- SOURCE MATERIAL:
___
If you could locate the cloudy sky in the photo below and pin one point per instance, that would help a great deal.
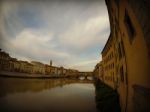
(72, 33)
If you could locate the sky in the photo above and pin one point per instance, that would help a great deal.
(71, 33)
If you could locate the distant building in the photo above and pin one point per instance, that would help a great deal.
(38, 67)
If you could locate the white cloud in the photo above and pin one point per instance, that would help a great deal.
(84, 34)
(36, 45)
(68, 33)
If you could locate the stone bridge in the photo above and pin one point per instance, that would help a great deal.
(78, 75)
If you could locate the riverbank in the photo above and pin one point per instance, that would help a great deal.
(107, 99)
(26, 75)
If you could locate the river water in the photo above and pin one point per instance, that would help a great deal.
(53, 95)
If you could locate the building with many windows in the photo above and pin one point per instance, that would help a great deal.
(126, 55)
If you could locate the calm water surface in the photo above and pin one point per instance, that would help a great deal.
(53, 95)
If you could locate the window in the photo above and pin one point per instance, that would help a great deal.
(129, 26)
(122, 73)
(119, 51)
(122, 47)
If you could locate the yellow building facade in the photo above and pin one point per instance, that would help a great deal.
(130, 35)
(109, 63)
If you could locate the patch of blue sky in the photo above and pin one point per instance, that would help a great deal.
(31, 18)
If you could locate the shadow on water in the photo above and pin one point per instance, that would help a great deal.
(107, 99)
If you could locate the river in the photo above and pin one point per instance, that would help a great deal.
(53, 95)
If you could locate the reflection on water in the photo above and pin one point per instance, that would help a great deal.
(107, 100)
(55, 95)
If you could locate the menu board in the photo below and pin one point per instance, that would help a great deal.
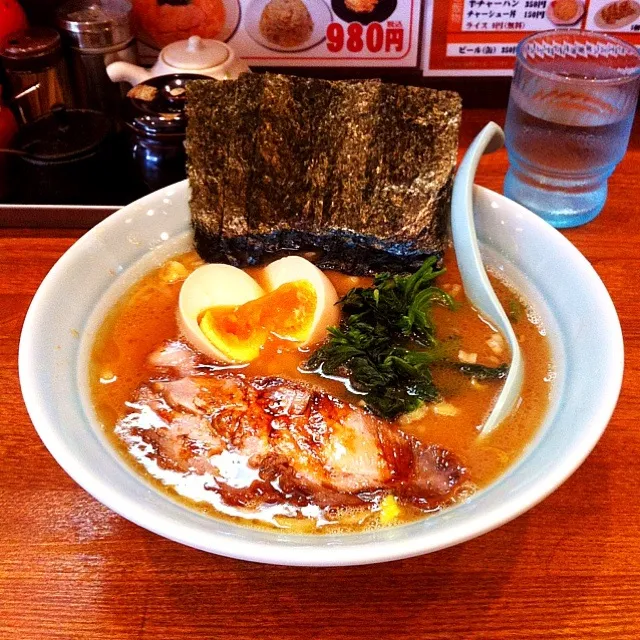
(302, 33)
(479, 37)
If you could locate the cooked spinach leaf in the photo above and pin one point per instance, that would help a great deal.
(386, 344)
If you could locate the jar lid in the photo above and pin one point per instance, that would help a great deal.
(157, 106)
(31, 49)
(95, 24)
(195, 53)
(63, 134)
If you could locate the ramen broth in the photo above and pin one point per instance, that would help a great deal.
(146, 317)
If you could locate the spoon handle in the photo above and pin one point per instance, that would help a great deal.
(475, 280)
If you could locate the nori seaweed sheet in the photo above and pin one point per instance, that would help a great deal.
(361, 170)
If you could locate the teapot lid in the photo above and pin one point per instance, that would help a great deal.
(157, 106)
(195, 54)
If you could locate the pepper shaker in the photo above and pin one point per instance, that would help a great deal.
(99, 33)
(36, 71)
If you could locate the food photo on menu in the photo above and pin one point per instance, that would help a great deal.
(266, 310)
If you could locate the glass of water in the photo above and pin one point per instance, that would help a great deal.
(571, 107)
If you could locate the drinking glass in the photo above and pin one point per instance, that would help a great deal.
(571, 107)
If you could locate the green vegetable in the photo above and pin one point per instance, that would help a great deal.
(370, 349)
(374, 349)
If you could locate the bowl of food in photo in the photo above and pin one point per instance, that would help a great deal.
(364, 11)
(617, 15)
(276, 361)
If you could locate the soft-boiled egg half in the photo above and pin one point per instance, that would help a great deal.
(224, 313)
___
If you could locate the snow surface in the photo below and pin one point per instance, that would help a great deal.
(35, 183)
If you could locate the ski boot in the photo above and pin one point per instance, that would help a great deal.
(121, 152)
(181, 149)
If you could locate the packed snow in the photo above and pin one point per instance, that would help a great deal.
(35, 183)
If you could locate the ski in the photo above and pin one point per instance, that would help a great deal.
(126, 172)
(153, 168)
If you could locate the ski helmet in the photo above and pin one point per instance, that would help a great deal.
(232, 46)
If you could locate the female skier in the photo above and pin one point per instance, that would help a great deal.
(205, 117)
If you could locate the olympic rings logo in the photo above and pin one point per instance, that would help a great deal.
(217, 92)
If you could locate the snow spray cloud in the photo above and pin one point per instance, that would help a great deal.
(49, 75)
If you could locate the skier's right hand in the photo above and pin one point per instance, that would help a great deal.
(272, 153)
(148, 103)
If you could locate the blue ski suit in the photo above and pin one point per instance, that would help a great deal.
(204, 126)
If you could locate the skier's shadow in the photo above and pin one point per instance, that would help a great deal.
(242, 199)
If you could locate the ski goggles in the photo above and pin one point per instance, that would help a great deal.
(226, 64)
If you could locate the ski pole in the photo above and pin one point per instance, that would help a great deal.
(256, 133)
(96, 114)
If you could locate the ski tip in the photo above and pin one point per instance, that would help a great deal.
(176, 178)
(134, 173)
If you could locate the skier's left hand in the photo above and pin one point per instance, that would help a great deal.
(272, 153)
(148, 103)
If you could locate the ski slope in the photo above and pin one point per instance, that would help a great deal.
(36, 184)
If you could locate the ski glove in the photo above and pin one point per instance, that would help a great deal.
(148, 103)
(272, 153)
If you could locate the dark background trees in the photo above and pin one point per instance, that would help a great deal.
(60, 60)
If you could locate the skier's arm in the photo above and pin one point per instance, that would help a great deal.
___
- WHAT YOU ARE ASKED TO DO: Copy word for word the rows that begin at the line containing "If you could locate the ski glove" and continue through the line containing "If you could locate the skier's arm", including both of those lines.

- RIGHT ANSWER:
If you could locate the ski glove in the photo above and pin one point per instance, that would help a great deal.
(148, 103)
(272, 153)
If you could locate the dark background trees in the photo above and pin one point per instance, that would help a great deal.
(60, 60)
If you could locate the skier's arm in the photo above and pin one point per instance, that would help a great deal.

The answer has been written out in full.